* Your instructions: Count the lines in the data below where the string "negative" occurs, please, and give the number alone.

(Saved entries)

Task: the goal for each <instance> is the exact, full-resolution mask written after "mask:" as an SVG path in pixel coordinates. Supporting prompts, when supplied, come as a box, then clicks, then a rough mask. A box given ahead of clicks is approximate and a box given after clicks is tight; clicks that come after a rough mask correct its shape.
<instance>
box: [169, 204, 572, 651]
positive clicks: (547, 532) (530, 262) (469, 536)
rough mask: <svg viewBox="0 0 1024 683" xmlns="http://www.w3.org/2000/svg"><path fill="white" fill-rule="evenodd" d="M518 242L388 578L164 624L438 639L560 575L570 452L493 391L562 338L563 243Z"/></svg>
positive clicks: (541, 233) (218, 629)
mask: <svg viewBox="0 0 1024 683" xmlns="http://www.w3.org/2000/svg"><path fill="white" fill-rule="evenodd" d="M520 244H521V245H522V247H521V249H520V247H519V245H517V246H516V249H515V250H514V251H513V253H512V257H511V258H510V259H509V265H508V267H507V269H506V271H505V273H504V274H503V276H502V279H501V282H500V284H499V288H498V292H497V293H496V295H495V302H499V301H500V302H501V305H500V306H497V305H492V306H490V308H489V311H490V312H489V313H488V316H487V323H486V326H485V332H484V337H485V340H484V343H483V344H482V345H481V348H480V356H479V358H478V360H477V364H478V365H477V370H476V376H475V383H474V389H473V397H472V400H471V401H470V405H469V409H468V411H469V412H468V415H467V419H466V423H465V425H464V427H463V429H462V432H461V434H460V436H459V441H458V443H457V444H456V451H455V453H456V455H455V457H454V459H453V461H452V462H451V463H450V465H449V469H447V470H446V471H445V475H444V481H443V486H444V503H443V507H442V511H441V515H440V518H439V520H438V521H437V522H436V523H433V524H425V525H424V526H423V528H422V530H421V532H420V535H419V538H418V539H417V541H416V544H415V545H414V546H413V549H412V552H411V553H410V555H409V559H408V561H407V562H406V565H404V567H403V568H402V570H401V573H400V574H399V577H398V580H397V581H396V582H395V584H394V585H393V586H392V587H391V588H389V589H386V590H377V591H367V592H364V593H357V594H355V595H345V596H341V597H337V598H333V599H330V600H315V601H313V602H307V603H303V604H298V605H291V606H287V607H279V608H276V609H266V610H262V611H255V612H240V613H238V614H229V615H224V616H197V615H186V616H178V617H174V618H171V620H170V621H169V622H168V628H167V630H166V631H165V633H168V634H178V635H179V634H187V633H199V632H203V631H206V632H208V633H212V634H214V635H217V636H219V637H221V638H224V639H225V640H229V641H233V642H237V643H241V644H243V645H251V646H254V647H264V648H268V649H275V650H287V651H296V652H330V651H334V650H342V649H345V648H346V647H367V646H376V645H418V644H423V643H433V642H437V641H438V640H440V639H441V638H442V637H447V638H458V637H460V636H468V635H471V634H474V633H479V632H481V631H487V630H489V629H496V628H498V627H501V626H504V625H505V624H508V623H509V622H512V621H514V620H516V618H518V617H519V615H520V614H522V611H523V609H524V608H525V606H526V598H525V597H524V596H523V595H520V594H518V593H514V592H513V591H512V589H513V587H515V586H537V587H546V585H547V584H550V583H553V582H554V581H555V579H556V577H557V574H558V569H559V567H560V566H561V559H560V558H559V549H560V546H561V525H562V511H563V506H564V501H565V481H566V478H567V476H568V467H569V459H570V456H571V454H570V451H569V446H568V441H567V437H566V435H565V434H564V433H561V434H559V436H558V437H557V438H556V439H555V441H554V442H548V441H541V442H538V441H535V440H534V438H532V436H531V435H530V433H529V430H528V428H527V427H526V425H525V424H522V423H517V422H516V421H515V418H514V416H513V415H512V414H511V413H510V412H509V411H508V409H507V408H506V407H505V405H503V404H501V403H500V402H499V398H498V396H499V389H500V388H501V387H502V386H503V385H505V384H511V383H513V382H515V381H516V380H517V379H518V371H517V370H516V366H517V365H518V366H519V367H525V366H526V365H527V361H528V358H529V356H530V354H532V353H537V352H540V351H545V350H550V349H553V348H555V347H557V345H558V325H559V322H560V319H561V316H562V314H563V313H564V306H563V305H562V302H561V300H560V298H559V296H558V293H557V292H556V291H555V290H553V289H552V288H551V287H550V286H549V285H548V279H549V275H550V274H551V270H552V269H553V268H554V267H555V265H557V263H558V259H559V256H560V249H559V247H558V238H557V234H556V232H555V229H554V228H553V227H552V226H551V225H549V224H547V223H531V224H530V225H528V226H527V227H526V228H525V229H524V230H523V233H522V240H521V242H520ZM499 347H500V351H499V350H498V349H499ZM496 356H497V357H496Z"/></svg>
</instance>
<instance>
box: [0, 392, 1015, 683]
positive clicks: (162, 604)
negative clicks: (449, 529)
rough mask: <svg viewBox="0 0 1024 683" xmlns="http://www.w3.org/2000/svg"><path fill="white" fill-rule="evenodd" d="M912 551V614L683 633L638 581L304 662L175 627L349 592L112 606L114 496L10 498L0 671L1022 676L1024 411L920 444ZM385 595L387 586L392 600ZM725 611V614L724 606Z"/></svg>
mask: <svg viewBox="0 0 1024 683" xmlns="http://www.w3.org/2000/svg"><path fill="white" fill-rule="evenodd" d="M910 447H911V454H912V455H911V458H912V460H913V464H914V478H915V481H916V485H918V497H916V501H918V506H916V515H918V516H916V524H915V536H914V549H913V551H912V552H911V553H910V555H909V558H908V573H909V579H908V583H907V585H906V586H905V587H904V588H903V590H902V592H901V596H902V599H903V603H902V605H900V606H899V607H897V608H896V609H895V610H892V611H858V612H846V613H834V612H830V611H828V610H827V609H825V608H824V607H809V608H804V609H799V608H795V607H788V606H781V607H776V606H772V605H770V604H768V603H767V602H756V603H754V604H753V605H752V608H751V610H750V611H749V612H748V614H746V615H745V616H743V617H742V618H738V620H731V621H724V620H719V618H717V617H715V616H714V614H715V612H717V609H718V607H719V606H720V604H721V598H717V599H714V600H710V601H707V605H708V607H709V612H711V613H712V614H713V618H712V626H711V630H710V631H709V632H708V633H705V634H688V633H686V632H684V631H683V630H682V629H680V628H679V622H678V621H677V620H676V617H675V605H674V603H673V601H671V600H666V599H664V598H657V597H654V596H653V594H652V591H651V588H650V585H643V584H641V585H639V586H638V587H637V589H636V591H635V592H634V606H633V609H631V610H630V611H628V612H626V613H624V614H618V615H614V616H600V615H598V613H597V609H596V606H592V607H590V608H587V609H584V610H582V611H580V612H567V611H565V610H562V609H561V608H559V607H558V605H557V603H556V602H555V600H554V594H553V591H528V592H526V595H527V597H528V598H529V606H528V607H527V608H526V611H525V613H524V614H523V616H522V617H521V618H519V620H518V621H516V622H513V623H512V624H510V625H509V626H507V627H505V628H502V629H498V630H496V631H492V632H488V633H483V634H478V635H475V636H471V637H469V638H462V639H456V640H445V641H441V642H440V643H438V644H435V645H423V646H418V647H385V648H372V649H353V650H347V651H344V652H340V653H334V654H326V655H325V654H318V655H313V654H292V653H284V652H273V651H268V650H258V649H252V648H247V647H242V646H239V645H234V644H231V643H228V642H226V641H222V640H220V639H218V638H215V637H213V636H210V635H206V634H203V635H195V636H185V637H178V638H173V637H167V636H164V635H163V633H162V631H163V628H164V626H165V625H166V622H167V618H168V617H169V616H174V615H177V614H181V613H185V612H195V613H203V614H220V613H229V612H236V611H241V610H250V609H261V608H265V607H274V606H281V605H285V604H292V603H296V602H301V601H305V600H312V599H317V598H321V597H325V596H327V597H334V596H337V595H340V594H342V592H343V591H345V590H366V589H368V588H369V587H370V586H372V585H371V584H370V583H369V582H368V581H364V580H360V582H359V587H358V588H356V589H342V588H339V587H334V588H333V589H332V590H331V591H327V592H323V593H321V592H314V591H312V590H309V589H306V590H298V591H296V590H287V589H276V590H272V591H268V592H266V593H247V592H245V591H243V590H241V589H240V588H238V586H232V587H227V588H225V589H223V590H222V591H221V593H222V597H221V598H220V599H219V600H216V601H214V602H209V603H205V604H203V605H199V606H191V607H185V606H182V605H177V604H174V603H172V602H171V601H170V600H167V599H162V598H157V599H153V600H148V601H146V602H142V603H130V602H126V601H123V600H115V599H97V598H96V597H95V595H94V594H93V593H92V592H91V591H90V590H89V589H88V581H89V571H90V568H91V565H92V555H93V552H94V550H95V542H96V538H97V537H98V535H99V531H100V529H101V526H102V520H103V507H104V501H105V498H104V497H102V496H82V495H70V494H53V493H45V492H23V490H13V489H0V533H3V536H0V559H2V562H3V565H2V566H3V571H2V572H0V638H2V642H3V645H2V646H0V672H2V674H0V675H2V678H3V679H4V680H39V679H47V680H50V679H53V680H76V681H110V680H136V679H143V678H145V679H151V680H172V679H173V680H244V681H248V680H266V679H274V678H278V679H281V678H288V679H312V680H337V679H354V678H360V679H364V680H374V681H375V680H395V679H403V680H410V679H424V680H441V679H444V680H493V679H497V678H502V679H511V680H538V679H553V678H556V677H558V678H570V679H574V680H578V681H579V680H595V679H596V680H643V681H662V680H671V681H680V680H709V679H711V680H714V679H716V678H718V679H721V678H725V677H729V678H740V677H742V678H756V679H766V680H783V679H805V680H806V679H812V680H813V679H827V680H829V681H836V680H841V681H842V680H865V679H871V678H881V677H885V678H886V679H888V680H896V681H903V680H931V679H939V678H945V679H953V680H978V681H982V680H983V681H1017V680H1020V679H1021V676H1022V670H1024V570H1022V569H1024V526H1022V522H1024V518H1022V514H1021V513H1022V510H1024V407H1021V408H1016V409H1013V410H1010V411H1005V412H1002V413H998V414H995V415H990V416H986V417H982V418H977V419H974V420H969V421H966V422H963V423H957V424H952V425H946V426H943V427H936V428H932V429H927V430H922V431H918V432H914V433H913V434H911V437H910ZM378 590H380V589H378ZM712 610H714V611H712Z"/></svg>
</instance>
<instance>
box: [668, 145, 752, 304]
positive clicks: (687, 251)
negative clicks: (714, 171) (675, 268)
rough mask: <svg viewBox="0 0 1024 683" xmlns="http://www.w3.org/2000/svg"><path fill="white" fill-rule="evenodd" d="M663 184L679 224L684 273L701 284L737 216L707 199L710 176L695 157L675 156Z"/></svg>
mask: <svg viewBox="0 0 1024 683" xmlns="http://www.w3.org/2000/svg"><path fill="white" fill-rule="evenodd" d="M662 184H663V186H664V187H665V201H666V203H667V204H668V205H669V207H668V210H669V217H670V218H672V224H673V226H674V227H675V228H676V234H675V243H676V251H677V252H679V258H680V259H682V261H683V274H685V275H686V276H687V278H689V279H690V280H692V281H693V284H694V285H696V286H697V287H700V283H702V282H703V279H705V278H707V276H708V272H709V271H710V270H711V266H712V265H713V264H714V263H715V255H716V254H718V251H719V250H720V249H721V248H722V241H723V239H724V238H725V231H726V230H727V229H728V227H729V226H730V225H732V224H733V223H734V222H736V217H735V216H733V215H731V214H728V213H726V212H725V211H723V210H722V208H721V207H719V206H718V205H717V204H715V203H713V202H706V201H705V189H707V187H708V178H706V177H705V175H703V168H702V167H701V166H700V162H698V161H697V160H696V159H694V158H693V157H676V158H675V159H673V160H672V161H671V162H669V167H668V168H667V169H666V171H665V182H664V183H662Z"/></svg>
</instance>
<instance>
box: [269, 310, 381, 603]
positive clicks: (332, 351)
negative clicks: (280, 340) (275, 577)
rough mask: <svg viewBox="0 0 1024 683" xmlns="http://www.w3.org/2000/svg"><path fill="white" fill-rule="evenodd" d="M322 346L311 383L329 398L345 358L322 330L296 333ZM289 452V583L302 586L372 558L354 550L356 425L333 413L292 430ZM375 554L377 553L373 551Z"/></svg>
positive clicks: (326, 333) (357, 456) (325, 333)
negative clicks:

* Task output: 4